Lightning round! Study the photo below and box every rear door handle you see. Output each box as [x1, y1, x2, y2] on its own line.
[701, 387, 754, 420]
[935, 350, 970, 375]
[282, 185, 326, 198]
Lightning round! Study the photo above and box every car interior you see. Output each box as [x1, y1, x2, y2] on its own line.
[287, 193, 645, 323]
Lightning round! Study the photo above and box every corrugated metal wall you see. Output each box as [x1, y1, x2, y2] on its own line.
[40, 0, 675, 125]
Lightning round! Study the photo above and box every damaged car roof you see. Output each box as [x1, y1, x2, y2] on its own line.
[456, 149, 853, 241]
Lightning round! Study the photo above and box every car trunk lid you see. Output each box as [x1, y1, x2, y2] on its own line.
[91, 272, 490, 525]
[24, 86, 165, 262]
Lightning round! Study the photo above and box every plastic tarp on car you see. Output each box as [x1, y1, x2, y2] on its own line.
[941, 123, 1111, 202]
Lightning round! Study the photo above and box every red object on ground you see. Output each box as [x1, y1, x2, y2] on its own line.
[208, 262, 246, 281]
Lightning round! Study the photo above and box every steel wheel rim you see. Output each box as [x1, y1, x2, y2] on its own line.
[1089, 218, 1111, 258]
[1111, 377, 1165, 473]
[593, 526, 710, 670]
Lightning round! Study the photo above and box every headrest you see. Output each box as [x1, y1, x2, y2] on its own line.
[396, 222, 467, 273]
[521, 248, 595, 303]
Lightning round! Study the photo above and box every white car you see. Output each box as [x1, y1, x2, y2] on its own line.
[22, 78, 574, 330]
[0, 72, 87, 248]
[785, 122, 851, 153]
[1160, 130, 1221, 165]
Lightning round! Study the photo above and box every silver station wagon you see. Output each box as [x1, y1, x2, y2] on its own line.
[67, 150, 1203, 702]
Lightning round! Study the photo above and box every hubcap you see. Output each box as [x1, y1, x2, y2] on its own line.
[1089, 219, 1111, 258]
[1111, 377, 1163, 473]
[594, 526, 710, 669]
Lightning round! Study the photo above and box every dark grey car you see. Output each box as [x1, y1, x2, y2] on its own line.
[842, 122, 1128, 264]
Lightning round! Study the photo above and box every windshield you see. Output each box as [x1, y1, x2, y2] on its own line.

Exercise prompt –
Could you rewrite the items above as a numbered list, starting with the line that contains "Lightning round! Study the photo above and box every damaged" and ending with the final line of the items, both included and blank lines left out?

Expected output –
1. Lightning round! Study the photo above and box every damaged car roof you see. Output each box as [x1, y1, x2, y2] on its own line.
2. [456, 149, 853, 241]
3. Lightning round! Study the photo above and box every car trunk lid you see. Output each box as [x1, y1, x2, y2] on its own line.
4. [91, 272, 490, 525]
5. [24, 86, 165, 262]
6. Lightning round! Study the photo above and box every plastic tarp on car you see. Output each box as [x1, y1, x2, y2] on its own line.
7. [941, 123, 1111, 202]
8. Lightning round! Study the photo above and box every red object on ground you see. Output each box as [x1, y1, x2, y2] on its own line.
9. [208, 262, 246, 281]
10. Lightning round! Study the photo above and box every steel wheel rim you see. Output each box as [x1, y1, x2, y2] on its own line.
11. [1089, 218, 1111, 258]
12. [1111, 377, 1165, 473]
13. [593, 526, 710, 670]
14. Lightning round! Study the photo above and box every headrest you see. Output each box as [x1, y1, x2, y2] on its own line.
15. [396, 222, 467, 273]
16. [521, 248, 595, 303]
17. Lightning round! Study the photo above and box every white car you see. Output each box as [x1, y1, x2, y2] on its own line.
18. [22, 78, 574, 330]
19. [0, 72, 87, 248]
20. [785, 122, 851, 153]
21. [1160, 130, 1221, 165]
22. Lightning round! Study the photo above and box every silver station wagon you see. Output each box as [x1, y1, x2, y2] on its own line.
23. [67, 150, 1203, 702]
24. Lightning round! Study the photo above and box every hubcap you see. Output each box as [x1, y1, x2, y2] on its own line.
25. [1089, 219, 1111, 258]
26. [1111, 377, 1163, 473]
27. [594, 526, 710, 669]
28. Lightning round! Study the photo above and box every dark grey car you see. Output each box as [x1, y1, x2, y2] on its own line.
29. [842, 122, 1128, 264]
30. Lightning round! Study the photo above and box every windshield you see. Output each box as [x1, y1, x2, y2] on its own line.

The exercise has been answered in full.